Coordinate annotation entries:
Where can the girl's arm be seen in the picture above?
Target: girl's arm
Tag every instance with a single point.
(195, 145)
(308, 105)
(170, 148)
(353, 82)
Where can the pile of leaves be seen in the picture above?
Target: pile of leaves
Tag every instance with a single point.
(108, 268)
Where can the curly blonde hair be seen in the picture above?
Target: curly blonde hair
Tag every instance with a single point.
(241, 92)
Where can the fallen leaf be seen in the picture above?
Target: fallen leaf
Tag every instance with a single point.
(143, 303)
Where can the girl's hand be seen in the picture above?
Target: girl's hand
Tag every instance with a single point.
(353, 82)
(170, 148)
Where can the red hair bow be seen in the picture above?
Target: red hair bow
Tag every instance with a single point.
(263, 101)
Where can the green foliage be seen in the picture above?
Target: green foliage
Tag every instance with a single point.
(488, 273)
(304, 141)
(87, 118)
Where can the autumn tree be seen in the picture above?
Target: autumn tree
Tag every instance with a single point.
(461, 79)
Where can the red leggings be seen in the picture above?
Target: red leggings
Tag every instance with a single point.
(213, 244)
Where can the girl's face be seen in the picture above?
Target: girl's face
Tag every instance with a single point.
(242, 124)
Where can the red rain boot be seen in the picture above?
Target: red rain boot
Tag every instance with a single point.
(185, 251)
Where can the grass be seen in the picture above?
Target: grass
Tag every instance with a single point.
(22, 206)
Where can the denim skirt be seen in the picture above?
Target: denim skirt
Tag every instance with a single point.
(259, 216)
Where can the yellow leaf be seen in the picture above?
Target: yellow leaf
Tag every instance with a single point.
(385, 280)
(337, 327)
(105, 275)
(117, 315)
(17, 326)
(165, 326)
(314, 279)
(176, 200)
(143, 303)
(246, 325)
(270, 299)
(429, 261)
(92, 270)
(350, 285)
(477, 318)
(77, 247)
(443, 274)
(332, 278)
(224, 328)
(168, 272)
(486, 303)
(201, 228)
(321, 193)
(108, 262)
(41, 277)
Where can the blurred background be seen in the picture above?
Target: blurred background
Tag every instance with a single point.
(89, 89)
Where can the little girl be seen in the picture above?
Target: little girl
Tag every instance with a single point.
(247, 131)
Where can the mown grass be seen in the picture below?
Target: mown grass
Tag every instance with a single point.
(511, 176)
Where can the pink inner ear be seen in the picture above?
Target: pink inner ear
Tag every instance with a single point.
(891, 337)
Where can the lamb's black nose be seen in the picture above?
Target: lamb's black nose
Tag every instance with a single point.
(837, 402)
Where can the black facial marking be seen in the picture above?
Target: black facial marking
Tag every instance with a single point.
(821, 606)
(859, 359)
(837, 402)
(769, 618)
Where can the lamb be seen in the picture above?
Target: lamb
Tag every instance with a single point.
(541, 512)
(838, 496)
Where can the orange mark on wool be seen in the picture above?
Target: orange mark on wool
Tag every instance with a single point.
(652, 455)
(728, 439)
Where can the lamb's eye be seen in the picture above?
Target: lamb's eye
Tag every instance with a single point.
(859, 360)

EXERCISE DESCRIPTION:
Write out the whole listing again. Match it word for word.

SOLUTION FOR THIS PROBLEM:
Where can the girl's arm be seen in the picture above?
Target: girl's arm
Tag every instance with a single point.
(195, 145)
(308, 105)
(170, 148)
(353, 82)
Where can the pile of leaves be seen in the picture above?
Target: pile of leaves
Tag every instance with a single point.
(108, 268)
Where can the curly blonde hair be seen in the picture above?
Target: curly blonde hair
Tag every instance with a single point.
(241, 92)
Where can the fallen leaf be seen in the picture above?
Target: fallen leaf
Tag every instance with a single point.
(143, 303)
Where can the girl's hand be seen in the picture above?
Target: girl's hand
Tag every instance with a single point.
(353, 82)
(170, 148)
Where can the red hair bow be seen in the picture above?
Target: red hair bow
Tag every instance with a single point.
(263, 101)
Where can the green foliage be seen in the picture above?
Target: green foliage
Tag every instance with a single point.
(488, 273)
(304, 141)
(87, 118)
Where can the autumn tree be seen in the picture above?
Target: autumn tree
Tag every instance with a single point.
(461, 79)
Where can the red leggings be seen in the picture above?
Target: red leggings
Tag every instance with a single point.
(213, 244)
Where can the girl's face be seen in the picture above?
Target: girl's face
Tag every instance with a single point.
(242, 124)
Where can the red rain boot be seen in the picture above?
Target: red rain boot
Tag every instance with a single point.
(185, 251)
Where can the grass be seen in the picture above?
Target: grass
Tag every instance with a single point.
(22, 206)
Where can the denim skirt be seen in the picture above?
Target: denim skirt
Tag every instance with a single point.
(259, 216)
Where can the yellow leaf be seen in the picture above?
Target: yellow leaf
Tag every instance with a single point.
(385, 280)
(337, 327)
(105, 275)
(117, 315)
(17, 326)
(165, 326)
(314, 279)
(176, 200)
(143, 303)
(246, 325)
(270, 299)
(429, 261)
(92, 270)
(350, 285)
(477, 318)
(77, 247)
(443, 274)
(332, 278)
(224, 328)
(168, 272)
(486, 303)
(201, 228)
(321, 193)
(108, 262)
(41, 277)
Where can the blurred background be seen in the picture above?
Target: blurred background
Tag every instance with a single point.
(89, 89)
Where can the little girl be seen in the picture above?
Target: little girl
Tag every instance with a single point.
(247, 131)
Where can the mown grass be seen in the picture below?
Target: mown grass
Tag every instance with a single point.
(511, 176)
Where can the pink inner ear be seen in the picture above?
Target: pink inner ear
Tag every instance with a single point.
(891, 337)
Where can the lamb's black nose be seen in the picture above?
Target: lamb's black nose
Tag every instance with a single point.
(837, 402)
Where can the black facial marking be seen in the picture above?
Target: black facial marking
Tag every instance with a single point.
(821, 606)
(859, 359)
(837, 402)
(769, 618)
Where can the lamb be seen in the picture above?
Target: lamb
Tag every instance with a single point.
(541, 512)
(838, 496)
Where can the orange mark on wool be seen in the picture above?
Target: orange mark on wool
Tag every instance with a single point.
(652, 455)
(728, 439)
Where can the lamb's eye be seen in the picture above?
Target: lamb's eye
Tag every instance with a single point.
(859, 360)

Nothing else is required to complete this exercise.